**SELECTED TEXT**
━━━━━━

Let’s start with the part where Frankenstein’s monster now has a name. It’s Adam (Aaron Eckhart), and the name is given to him(?) by Leonore (Miranda Otto), the leader of an underground legion of gargoyles who move in secret to protect the unwitting human race from the ages-old battle between gargoyle people and demons. Adam is caught in the middle, having wandered the earth in a bad hairpiece for centuries after the demise of his creator. Both sides want Adam, the gargoyles hoping to keep somebody so potentially dangerous in captivity and the demons hoping to create a clone army of Frankenstein’s monsters.  Yes, seriously.

Adam also has a quasi-romantic interest in Terra (Yvonne Strahovski), a scientist working on reanimation technology for Naberius (Bill Nighy), the king of the demons. It could be argued that I, Frankenstein shows admirable restraint in not developing the non-chemistry between Adam and Terra into a full-blown relationship subplot, but pondering the mechanics of reassembled genitalia at least seems a hell of a lot more interesting than anything that happens during the film’s 88 minutes. When not conducing itself with conspicuous indifference, I, Frankenstein spends a lot of time explaining its plot ad nauseum to the audience. There are at least three moments during the film where the film re-states its own plot as it goes along, and in these moments the film conducts itself with the ragged desperation of a teacher on the last day of school, trying in vain to get anybody to listen or care.

━━━━━━

Point placement records
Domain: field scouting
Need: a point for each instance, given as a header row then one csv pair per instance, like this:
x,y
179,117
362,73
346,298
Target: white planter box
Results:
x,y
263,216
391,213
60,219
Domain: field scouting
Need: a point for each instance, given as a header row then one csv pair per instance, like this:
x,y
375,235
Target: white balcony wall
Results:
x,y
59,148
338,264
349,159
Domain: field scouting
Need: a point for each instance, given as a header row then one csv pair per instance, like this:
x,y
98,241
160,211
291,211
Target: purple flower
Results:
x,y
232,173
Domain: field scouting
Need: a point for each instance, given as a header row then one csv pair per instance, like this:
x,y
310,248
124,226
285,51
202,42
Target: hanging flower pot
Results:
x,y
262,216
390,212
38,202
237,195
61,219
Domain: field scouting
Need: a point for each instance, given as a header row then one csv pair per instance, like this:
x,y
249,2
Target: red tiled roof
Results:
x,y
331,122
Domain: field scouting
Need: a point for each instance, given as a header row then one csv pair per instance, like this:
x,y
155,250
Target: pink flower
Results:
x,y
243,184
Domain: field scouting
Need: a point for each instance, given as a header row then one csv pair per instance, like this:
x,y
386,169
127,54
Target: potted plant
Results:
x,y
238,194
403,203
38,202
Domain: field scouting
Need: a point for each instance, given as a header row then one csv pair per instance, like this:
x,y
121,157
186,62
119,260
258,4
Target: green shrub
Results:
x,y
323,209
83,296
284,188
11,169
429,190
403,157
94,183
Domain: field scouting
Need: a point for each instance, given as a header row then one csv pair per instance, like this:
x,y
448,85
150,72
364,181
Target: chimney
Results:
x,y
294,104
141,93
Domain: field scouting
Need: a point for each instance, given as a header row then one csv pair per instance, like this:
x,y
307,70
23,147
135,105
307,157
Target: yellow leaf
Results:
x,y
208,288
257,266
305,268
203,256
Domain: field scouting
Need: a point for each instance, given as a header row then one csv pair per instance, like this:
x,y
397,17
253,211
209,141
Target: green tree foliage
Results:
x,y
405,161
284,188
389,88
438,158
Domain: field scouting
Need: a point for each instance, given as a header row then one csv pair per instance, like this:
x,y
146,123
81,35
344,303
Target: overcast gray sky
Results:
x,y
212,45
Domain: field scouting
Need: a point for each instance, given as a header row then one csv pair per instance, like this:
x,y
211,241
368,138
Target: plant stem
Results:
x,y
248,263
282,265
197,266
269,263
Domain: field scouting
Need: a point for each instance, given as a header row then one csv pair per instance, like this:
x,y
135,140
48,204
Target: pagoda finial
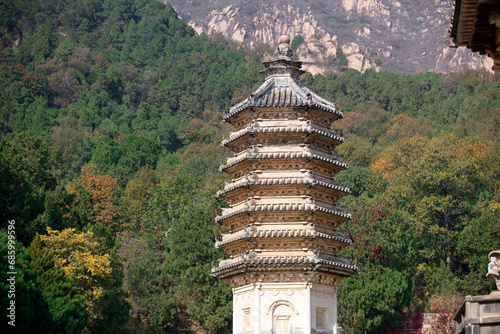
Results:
x,y
283,49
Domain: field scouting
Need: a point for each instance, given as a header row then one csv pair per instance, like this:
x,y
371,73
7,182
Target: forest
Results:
x,y
110,124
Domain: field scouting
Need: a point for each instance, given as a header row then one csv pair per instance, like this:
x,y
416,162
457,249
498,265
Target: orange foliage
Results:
x,y
102,188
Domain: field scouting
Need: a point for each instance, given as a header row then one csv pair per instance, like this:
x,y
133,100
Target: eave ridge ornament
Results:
x,y
494,267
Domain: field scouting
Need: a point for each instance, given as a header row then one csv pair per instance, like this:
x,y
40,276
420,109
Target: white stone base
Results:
x,y
285,308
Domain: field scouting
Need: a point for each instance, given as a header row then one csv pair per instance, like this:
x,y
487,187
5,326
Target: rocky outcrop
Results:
x,y
403,36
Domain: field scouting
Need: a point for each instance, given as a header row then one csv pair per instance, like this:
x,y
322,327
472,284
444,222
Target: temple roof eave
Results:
x,y
284,155
271,264
282,181
281,130
311,208
282,91
284,234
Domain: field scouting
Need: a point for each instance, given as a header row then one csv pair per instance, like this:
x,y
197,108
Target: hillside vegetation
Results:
x,y
111,116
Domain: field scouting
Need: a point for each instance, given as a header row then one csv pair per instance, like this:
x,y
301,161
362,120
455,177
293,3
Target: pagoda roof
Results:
x,y
283,91
289,233
283,155
282,87
244,264
263,207
330,134
282,180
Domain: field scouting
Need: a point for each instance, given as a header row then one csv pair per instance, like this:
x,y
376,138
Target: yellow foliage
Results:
x,y
78,254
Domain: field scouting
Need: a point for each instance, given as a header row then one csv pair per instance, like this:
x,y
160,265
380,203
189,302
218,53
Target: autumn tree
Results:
x,y
93,201
79,255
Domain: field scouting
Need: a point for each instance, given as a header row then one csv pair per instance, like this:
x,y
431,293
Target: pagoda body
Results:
x,y
283,222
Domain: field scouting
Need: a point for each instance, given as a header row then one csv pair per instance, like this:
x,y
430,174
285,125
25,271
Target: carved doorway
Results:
x,y
281,319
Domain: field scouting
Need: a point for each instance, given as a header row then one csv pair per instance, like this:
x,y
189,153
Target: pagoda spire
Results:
x,y
283,220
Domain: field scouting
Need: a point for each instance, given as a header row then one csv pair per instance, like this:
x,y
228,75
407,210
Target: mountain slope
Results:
x,y
402,36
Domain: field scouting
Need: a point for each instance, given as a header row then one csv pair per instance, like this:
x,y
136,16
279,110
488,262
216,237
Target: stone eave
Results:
x,y
248,131
297,233
284,264
283,207
283,155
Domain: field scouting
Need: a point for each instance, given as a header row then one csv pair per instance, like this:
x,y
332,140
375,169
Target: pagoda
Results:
x,y
283,221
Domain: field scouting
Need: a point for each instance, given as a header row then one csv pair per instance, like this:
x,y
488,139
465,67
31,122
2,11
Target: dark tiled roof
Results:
x,y
283,90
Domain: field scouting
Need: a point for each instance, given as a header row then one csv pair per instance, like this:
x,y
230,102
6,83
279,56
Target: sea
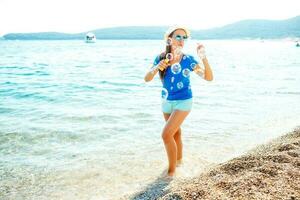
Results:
x,y
78,121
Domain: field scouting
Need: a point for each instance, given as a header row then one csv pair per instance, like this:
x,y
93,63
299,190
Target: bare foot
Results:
x,y
171,174
179,163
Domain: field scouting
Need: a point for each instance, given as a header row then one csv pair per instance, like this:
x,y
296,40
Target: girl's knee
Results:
x,y
167,135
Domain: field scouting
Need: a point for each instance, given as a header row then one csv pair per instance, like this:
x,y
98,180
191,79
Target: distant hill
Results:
x,y
267,29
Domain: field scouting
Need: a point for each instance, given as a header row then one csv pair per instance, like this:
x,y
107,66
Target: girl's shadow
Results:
x,y
156,189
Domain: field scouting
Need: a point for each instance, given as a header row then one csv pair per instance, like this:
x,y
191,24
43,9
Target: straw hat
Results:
x,y
174,28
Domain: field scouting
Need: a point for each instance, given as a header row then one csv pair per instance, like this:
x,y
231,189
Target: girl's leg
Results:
x,y
177,138
171,127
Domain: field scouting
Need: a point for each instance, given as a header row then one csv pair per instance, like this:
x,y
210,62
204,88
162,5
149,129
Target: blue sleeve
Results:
x,y
157,60
193,62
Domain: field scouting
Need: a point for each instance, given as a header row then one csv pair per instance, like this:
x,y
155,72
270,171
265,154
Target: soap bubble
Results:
x,y
169,56
193,65
186,73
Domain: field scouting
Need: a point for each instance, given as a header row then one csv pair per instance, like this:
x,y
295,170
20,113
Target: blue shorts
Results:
x,y
168,106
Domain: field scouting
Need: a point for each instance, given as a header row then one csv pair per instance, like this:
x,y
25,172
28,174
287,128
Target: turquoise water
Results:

━━━━━━

**WRITTEN INSTRUCTION 1**
Name every actor credited in the review of I, Frankenstein.
**WRITTEN INSTRUCTION 2**
What running time does the review of I, Frankenstein give for the film?
The records bear no relation to the film review.

**RIGHT ANSWER 1**
Aaron Eckhart, Miranda Otto, Yvonne Strahovski, Bill Nighy

**RIGHT ANSWER 2**
88 minutes